Excerpts of pointing data:

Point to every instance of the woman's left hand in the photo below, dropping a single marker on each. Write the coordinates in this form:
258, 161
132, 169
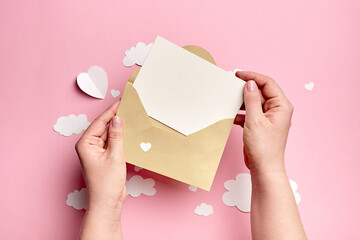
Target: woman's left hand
100, 150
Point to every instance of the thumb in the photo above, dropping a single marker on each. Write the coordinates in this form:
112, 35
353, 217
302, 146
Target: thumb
115, 137
252, 100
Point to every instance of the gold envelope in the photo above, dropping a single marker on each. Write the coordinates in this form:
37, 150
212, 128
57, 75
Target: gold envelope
191, 159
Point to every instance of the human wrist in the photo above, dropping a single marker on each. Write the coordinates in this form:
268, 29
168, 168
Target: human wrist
266, 181
105, 213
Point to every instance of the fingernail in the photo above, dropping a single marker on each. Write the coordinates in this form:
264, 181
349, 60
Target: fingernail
251, 85
116, 121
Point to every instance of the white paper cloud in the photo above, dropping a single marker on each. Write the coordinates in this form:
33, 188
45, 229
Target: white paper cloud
239, 192
68, 125
136, 168
294, 187
137, 186
136, 55
204, 210
234, 72
192, 188
78, 199
309, 86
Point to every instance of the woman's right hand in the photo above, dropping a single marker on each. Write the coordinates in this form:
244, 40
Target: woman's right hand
266, 125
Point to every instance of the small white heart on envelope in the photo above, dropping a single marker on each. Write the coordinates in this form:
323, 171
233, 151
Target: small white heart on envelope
94, 82
309, 86
145, 146
115, 93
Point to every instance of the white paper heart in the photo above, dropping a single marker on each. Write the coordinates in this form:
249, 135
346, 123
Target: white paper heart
115, 93
94, 82
309, 86
145, 146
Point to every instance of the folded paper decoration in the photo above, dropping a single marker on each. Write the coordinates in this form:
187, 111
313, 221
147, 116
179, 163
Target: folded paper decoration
182, 104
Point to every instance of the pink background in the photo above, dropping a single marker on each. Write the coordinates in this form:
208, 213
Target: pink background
45, 44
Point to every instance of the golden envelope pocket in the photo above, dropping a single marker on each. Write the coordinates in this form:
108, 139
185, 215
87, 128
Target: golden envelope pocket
191, 159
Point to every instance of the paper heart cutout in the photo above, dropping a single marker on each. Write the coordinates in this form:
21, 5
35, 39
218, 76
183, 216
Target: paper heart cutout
115, 93
94, 82
145, 146
309, 86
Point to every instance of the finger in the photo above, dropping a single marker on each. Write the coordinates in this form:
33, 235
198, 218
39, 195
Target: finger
252, 101
115, 138
98, 126
268, 86
104, 136
240, 120
262, 101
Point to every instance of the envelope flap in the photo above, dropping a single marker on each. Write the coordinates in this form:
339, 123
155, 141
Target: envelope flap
131, 109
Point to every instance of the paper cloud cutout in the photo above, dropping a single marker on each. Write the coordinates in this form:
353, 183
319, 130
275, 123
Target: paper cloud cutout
136, 55
137, 186
204, 210
78, 199
192, 188
136, 168
234, 72
294, 187
239, 192
94, 82
68, 125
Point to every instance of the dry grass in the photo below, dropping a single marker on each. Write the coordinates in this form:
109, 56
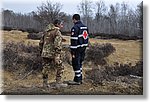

● EXERCISE:
Please retype every one of the entries above word for word, leaving out the pictures.

● EXERCISE OUTPUT:
Point to every instance of the woman's left hand in the photo below, dropping a single marker on each. Write the coordinates in this form:
258, 161
132, 169
Target: woman's left hand
100, 150
Point to every instance of the thumb in the photo above, dropping a single marker on each. Write the coordinates in this form:
112, 35
353, 217
302, 146
Target: thumb
115, 137
252, 100
Point to every instance of the gold envelope in the photo above, dropping a single marker on each. Write the coordinates in this form:
37, 150
212, 128
57, 75
Target: gold envelope
191, 159
Point to every instance of the human wrist in the photo above, dropping a single marker on each. Write the coordinates in this form:
268, 29
168, 168
Target: human wrist
266, 181
105, 213
Point to every instance of the fingernail in the photo above, dropping a single marker on each. Write the coordinates in this form:
264, 181
349, 60
Target: fingernail
251, 85
116, 121
Point to every instance of the white paper cloud in the photo above, dropping a single marker on each. Write the coordinates in this form:
33, 188
45, 229
Target: white paper cloud
239, 192
68, 125
136, 168
294, 187
137, 186
136, 55
204, 210
234, 72
192, 188
78, 199
309, 86
Point to every instance of the woman's right hand in the photo above, dropping a single marker on each. Write the coordinates in this form:
244, 40
Target: woman's right hand
266, 125
Point to every instance of the small white heart on envelope in the photo above, dropping a single marker on each. Write the coordinates in this form:
323, 171
233, 151
Target: small white heart on envelope
94, 82
309, 86
145, 146
115, 93
Point to every instance of the white paper heart in the photo above, dropping a single marker on each. Write the coordinates in this form:
249, 135
346, 123
Target: white paper heart
115, 93
94, 82
309, 86
145, 146
Point to every instance of the folded paper decoration in the photo above, dropping a single marker on each. Write the coordinates in this form:
187, 111
313, 221
147, 116
179, 163
Target: folded paper decoration
182, 104
Point to every instance of the pink background in the photo above, dropping a single marker on each. Write the coordinates in this form:
208, 213
Target: pink background
45, 44
Point to every instance of the golden envelope pocket in the photo above, dropping a single marker on each. Write the coordinates in this form:
108, 139
185, 215
87, 128
Target: golden envelope pocket
191, 159
Point to every instance of the paper heart cutout in the photo above, dropping a single marker on each. Write the coordinates in this form:
21, 5
35, 39
218, 76
183, 216
Target: paper heart cutout
115, 93
94, 82
145, 146
309, 86
Point to every instance of the finger in the photo above, dropping a single marker on each. Write the coordinates in this form:
33, 235
198, 218
39, 195
Target: finger
252, 101
115, 138
98, 126
268, 86
104, 136
240, 120
262, 101
Point to every instance of the envelope flap in the photo above, dropping a single marker on each. Write the coordinates in this form:
339, 123
155, 141
Target: envelope flap
131, 109
Point to every instance of the paper cloud cutout in the photo above, dropping a single marker on each. Write the coordinates in this form:
353, 183
319, 130
275, 123
Target: paper cloud cutout
136, 55
137, 186
204, 210
78, 199
192, 188
136, 168
234, 72
294, 187
239, 192
94, 82
68, 125
Point to every instance of the dry grass in the photo below, dropping a single marker on each. Write the coordinates in this form:
109, 56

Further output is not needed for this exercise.